Top of Exercise passage
Validated: no liveness cascade — peer sets were not serially exiled (round 1 collapsed 5→0 in 25 min; round 2 saw only genuine storm-time disconnects). The 20-min tip-idle test beforehand held 5 peers / 0 disconnects / 0 lag. The mirror fix held — no parent-gap zombies. The bridge + re-promotion cycle ran hands-off 2–3 times per dual-stack node through the storm (sync.zakura.repromoted = 3/2/2 on t1/t3/as) and the whole fleet converged. The crossing-dial duplicate race did not reproduce in either round.

Two new findings for the next iteration (documented, not yet fixed):

  1. A ~45-minute uniform commit stall on two nodes: every block commit timed out while — per a full gdb thread dump — the state write task idled at its queue, all runtime workers were parked, and the service's parent-waiting queue was empty. The stall lives in the consensus-verifier layer between driver and state, and it self-released. Root cause open; the next instrumentation is a commit-timeout stage dump (on driver timeout, log which verifier await is pending).
Bottom of Exercise passage
Top of Records supplied
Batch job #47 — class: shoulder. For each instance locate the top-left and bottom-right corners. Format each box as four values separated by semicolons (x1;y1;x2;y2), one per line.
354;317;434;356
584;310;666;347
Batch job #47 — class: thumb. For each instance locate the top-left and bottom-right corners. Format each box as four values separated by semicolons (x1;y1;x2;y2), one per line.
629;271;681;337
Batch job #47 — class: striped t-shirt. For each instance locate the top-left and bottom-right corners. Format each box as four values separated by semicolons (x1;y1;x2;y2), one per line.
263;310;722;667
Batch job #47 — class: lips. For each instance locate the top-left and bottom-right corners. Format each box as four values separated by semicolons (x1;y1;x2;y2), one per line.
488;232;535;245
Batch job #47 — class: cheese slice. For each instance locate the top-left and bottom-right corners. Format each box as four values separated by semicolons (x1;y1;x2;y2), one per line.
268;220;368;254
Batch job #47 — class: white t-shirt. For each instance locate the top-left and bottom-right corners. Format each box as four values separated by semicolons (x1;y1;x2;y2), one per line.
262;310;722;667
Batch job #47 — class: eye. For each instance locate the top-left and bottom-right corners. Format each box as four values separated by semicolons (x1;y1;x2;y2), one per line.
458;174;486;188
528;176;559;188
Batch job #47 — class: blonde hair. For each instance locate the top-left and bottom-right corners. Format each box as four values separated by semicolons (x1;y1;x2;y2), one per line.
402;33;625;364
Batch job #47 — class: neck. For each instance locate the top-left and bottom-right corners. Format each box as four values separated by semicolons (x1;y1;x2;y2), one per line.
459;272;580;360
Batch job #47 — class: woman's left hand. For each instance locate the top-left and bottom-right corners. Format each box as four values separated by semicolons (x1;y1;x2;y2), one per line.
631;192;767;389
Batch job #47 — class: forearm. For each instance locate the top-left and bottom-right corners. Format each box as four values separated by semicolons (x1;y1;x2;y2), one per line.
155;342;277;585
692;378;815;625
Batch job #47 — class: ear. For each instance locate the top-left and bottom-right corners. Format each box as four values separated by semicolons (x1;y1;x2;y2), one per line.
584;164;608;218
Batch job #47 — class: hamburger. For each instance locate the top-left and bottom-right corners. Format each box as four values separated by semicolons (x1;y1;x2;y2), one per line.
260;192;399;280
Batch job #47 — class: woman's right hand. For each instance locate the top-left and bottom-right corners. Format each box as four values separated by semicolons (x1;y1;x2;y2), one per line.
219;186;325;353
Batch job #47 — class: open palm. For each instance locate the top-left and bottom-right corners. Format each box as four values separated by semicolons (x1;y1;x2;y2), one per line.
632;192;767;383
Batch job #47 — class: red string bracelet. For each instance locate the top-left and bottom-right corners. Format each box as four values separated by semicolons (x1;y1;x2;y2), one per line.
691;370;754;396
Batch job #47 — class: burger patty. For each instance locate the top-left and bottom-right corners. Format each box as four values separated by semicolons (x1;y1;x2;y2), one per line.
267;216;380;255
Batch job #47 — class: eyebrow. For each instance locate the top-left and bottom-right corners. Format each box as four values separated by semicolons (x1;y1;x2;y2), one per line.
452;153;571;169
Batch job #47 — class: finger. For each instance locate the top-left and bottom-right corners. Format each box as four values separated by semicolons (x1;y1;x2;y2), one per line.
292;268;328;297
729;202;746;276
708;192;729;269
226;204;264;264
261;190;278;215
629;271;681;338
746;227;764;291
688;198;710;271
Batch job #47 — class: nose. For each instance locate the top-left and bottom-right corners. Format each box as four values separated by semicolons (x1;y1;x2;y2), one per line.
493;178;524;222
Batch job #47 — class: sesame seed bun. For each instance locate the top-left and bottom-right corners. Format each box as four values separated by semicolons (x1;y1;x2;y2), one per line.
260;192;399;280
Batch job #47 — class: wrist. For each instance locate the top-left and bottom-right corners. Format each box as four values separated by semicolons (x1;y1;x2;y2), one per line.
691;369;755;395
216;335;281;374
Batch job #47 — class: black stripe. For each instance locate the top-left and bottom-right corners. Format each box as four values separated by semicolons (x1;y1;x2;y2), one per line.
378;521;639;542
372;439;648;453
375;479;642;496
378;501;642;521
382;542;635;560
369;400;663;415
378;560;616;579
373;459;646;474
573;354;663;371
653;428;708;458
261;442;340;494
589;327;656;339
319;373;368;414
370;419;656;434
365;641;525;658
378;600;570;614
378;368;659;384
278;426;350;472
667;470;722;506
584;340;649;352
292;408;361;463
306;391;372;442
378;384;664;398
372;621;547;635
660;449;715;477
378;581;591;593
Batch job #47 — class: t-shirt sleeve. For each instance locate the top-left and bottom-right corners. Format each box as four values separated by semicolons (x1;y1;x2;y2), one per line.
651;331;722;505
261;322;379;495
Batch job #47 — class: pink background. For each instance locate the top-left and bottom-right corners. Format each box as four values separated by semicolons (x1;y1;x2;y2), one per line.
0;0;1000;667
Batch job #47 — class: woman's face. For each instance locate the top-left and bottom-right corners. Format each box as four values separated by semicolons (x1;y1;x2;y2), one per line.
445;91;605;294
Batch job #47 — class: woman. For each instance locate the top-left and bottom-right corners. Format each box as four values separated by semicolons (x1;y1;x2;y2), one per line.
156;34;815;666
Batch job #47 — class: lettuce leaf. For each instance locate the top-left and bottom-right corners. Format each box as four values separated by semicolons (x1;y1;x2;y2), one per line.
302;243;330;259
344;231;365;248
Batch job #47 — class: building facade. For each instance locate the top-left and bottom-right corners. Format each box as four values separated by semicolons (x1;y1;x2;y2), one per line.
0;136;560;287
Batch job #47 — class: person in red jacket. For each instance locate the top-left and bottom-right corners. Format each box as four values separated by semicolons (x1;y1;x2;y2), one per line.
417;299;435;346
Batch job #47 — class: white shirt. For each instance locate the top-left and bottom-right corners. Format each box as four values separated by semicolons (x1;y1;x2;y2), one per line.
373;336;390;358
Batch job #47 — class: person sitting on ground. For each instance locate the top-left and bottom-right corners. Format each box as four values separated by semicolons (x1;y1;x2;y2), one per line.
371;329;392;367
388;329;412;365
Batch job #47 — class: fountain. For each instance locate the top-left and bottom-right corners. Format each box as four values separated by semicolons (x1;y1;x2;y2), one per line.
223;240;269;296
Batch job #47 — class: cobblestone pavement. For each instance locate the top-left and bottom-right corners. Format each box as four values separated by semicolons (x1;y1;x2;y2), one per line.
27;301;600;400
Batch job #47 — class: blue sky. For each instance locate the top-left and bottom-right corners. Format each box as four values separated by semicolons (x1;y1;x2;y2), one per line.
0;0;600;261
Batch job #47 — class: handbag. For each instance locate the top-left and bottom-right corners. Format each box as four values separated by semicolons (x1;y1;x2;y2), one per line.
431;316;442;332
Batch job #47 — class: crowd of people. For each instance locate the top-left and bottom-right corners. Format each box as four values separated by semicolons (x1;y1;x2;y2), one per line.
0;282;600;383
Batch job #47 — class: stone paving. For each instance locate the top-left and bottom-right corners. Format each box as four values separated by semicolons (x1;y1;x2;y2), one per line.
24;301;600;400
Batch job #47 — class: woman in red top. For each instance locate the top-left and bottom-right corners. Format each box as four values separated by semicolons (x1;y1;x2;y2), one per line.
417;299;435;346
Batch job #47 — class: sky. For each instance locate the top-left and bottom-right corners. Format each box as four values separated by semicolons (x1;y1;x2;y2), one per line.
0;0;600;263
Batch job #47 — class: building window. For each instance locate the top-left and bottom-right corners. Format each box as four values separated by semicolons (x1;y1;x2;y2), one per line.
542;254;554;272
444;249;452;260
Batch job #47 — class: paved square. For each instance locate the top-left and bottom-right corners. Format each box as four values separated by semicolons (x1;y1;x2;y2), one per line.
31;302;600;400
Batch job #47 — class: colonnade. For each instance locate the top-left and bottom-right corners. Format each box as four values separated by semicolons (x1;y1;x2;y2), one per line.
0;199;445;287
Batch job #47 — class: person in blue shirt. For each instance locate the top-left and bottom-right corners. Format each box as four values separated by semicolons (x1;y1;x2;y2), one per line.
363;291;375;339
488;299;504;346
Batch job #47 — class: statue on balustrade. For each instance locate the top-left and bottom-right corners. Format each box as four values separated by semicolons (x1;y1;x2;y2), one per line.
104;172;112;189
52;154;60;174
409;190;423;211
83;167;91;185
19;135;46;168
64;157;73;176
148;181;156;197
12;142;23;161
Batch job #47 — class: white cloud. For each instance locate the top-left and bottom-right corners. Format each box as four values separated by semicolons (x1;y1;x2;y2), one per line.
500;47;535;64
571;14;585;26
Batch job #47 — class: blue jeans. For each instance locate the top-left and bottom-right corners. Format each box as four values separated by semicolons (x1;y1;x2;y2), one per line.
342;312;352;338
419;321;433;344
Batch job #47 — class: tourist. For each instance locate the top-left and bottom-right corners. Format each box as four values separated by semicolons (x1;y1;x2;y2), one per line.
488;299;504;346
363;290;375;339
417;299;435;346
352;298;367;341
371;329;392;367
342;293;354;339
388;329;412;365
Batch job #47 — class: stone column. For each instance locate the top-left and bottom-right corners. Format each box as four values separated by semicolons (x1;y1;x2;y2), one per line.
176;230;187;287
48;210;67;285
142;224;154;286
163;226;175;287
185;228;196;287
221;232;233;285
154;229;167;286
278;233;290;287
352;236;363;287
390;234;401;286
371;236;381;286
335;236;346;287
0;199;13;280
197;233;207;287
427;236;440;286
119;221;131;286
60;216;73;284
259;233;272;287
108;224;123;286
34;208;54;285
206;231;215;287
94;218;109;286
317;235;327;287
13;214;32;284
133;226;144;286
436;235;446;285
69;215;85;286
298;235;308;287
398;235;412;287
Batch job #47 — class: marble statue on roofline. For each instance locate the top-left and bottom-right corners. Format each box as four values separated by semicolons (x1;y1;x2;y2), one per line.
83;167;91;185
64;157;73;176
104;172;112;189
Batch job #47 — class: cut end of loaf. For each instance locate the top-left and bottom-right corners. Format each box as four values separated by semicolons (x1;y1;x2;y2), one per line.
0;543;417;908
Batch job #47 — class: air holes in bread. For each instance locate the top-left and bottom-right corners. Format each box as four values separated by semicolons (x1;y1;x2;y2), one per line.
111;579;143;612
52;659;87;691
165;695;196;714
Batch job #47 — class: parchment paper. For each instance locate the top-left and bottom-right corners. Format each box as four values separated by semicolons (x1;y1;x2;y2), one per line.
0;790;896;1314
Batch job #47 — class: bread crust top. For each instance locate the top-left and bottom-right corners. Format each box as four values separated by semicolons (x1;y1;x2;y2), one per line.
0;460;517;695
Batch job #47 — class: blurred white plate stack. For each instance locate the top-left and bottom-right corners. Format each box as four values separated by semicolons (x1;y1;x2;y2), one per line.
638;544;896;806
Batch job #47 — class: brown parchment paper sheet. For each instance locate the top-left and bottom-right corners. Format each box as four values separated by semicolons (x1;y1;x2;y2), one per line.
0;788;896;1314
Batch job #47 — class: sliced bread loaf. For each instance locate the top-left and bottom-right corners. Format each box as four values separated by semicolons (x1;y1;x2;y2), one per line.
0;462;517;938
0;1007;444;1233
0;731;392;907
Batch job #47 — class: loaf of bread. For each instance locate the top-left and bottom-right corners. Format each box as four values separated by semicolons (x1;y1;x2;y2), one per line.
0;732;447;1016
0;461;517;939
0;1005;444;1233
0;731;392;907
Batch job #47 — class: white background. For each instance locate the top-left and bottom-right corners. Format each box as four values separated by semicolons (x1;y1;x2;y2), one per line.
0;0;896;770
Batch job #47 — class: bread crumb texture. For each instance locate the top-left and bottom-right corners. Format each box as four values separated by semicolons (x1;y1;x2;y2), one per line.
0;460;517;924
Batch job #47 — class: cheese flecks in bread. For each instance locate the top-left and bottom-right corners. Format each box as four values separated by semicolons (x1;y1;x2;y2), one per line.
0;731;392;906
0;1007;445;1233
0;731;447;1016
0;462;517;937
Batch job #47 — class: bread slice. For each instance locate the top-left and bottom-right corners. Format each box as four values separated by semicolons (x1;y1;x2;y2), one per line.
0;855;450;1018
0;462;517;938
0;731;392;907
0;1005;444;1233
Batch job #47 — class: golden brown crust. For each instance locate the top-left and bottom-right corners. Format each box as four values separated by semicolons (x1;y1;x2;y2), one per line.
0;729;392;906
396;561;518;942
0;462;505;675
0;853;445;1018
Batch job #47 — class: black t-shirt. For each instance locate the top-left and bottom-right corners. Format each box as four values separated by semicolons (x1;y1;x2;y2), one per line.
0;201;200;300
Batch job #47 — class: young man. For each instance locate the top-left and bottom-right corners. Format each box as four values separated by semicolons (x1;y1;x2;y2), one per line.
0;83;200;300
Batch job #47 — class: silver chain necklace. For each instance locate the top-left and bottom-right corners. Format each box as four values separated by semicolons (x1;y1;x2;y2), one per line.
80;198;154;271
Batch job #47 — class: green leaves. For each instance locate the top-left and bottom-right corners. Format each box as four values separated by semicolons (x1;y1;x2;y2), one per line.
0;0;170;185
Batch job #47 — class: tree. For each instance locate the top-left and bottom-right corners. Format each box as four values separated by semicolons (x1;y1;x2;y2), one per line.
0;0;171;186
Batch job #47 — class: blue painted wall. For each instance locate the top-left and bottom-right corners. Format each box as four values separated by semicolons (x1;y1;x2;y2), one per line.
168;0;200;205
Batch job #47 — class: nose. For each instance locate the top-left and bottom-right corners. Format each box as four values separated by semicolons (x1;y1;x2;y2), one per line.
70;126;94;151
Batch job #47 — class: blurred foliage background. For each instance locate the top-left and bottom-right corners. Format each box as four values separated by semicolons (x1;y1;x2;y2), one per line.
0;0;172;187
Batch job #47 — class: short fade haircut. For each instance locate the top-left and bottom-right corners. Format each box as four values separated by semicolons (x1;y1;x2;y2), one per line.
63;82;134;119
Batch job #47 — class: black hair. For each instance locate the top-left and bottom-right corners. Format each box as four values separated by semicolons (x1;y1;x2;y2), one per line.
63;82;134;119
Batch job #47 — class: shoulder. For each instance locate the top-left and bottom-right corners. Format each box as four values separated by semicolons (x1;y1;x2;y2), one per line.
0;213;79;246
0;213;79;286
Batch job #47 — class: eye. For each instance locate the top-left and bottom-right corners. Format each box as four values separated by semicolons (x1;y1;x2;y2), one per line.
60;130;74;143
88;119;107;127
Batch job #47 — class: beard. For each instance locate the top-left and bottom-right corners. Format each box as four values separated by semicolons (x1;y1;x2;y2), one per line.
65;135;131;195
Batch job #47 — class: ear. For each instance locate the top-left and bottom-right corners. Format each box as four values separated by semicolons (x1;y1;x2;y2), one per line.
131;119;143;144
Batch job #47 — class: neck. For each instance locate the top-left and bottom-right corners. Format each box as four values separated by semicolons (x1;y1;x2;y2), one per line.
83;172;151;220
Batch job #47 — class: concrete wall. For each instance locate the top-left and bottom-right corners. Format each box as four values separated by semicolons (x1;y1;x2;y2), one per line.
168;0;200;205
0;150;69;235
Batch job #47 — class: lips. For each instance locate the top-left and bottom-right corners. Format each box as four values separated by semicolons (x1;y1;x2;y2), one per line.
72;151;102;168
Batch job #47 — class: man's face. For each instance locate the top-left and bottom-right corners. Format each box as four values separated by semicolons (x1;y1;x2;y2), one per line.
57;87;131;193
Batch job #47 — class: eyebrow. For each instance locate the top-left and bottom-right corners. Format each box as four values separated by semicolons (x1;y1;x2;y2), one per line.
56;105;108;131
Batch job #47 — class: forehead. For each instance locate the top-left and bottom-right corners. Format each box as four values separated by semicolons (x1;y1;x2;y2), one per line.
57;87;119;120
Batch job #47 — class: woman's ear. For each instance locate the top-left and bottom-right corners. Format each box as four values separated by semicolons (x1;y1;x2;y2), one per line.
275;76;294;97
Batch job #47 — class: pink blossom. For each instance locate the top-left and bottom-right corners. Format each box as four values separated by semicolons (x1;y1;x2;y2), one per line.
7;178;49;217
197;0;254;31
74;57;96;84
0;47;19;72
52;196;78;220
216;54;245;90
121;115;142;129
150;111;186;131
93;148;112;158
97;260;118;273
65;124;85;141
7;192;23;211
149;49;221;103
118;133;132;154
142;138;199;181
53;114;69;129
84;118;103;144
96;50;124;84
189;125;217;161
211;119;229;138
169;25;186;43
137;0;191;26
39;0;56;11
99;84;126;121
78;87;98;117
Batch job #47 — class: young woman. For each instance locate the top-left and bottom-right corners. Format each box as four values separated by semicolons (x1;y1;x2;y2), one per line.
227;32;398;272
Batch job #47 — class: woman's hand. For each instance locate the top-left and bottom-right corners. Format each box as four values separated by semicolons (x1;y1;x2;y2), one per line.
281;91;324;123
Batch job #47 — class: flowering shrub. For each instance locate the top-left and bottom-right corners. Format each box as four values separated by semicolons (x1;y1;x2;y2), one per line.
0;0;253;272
Bottom of Records supplied
◆ **What the exercise asks**
From the test report, extract the part from "Validated: no liveness" to "in either round.", copying it word for word.

◆ **Answer to the exercise**
Validated: no liveness cascade — peer sets were not serially exiled (round 1 collapsed 5→0 in 25 min; round 2 saw only genuine storm-time disconnects). The 20-min tip-idle test beforehand held 5 peers / 0 disconnects / 0 lag. The mirror fix held — no parent-gap zombies. The bridge + re-promotion cycle ran hands-off 2–3 times per dual-stack node through the storm (sync.zakura.repromoted = 3/2/2 on t1/t3/as) and the whole fleet converged. The crossing-dial duplicate race did not reproduce in either round.